START DOCUMENT EXTRACT

Stay tuned for another giveaway soon!
Off a quiet street in Brooklyn, New York, Israeli Special Forces commander Kohl Meir is captured by operatives of the Iranian secret service, who smuggle Meir back to Iran where he’s imprisoned, tortured and prepared for a show trial.
What they don’t know is that Meir was in New York to recruit Dewey Andreas for a secret operation. Meir had been tipped off that Iran had developed a nuclear bomb and was planning to use it to attack Israel. His proof was a photo of the bomb with the words “Goodbye Tel Aviv” written in Farsi.
Dewey Andreas, a former SEAL en Delta, owes his life to Meir and his team of Israeli commandos. Now to repay his debt, Dewey has to attempt the impossible—to rescue Meir from one of the world’s most secure prisons before he’s executed and to find and eliminate Iran’s nuclear bomb before it’s deployed. All without the help or sanction of Israel or America (or risk near certain detection by Iran before the plan is in place).
Unfortunately, Dewey’s first moves have caught the attention of Abu Paria, the brutal and brilliant head of VEVAK, the Iranian secret service. Now Dewey has to face off against, outwit and outfight, an opponent with equal cunning, skill and determination with the destruction of Israel’s largest city hanging in the balance.
Political shenanigans… I love them in my fantasy and a good conspiracy theory is always entertaining. Also Bond, James Bond or spies are cool. That’s why it’s surprising that I don’t read more political thrillers or spy novels. I guess you only have so much time (and resources) to devote to reading and it’s easy to gravitate to that which you know. So I was delighted when I was asked to review Ben Coes’ latest novel The Last Refuge, his third Dewey Andreas novel. Besides, with a main character called Dewey, the librarian in me couldn’t resist!

END DOCUMENT EXTRACT
START RECORDS FOR THIS EXERCISE

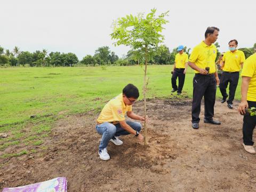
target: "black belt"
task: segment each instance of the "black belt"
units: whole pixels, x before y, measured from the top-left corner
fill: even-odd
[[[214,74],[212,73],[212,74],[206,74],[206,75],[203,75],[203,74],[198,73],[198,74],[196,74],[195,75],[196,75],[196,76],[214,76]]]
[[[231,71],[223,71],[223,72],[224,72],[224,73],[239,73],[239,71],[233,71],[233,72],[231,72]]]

END RECORDS FOR THIS EXERCISE
START RECORDS FOR THIS EXERCISE

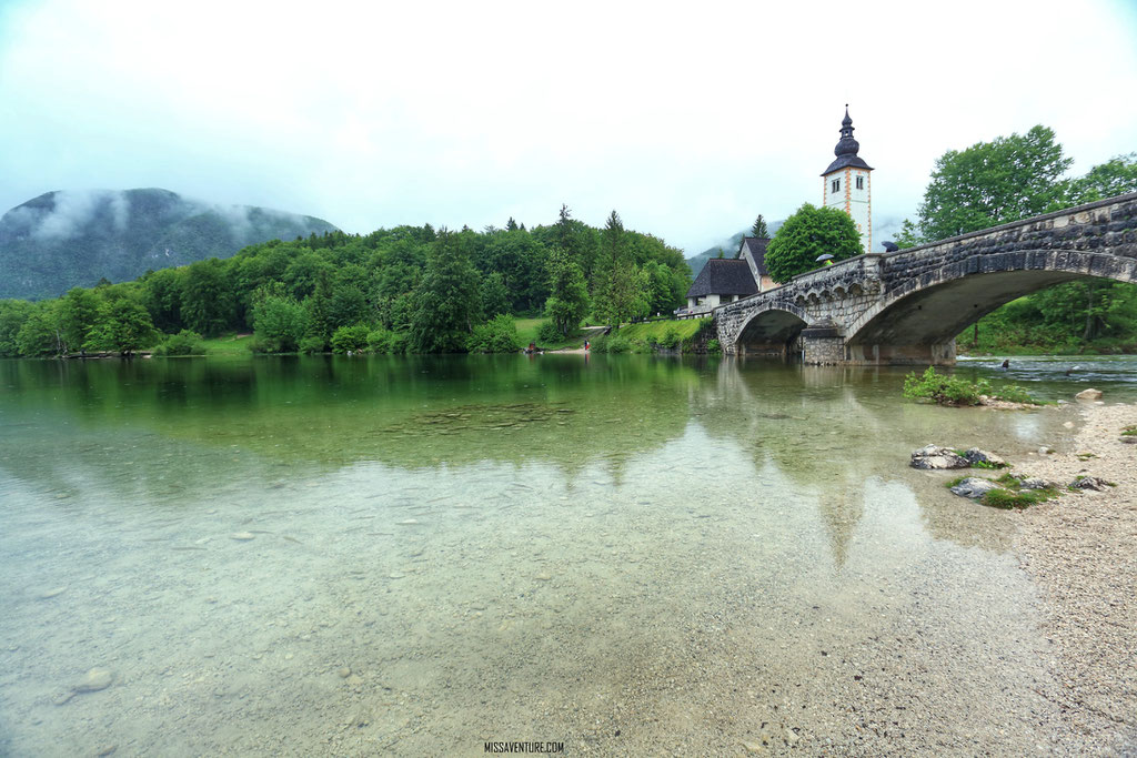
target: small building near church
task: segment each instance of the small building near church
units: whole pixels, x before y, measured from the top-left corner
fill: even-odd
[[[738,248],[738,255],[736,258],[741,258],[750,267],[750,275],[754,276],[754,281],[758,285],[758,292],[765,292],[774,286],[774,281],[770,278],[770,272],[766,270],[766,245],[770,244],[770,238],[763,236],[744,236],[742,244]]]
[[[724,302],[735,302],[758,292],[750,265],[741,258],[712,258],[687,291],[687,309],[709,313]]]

END RECORDS FOR THIS EXERCISE
START RECORDS FOR THIS EXERCISE

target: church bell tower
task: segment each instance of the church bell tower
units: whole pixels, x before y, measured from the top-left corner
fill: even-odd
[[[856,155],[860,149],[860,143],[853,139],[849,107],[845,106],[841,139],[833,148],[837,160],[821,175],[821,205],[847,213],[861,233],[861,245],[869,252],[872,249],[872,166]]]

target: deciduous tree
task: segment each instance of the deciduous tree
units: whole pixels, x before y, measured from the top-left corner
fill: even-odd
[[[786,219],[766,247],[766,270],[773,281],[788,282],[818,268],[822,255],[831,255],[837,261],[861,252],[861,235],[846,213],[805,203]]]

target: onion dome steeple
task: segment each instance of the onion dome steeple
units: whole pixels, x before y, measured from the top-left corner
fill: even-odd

END RECORDS FOR THIS EXERCISE

REQUESTS →
A. Copy the thriller summary from "Off a quiet" to "written in Farsi.", and swap each "New York" for "NYC".
B. List every line of the rows that contains the string "tower". Case counts.

IN RESPONSE →
A.
Off a quiet street in Brooklyn, NYC, Israeli Special Forces commander Kohl Meir is captured by operatives of the Iranian secret service, who smuggle Meir back to Iran where he’s imprisoned, tortured and prepared for a show trial.
What they don’t know is that Meir was in NYC to recruit Dewey Andreas for a secret operation. Meir had been tipped off that Iran had developed a nuclear bomb and was planning to use it to attack Israel. His proof was a photo of the bomb with the words “Goodbye Tel Aviv” written in Farsi.

B.
target: church bell tower
task: segment each instance of the church bell tower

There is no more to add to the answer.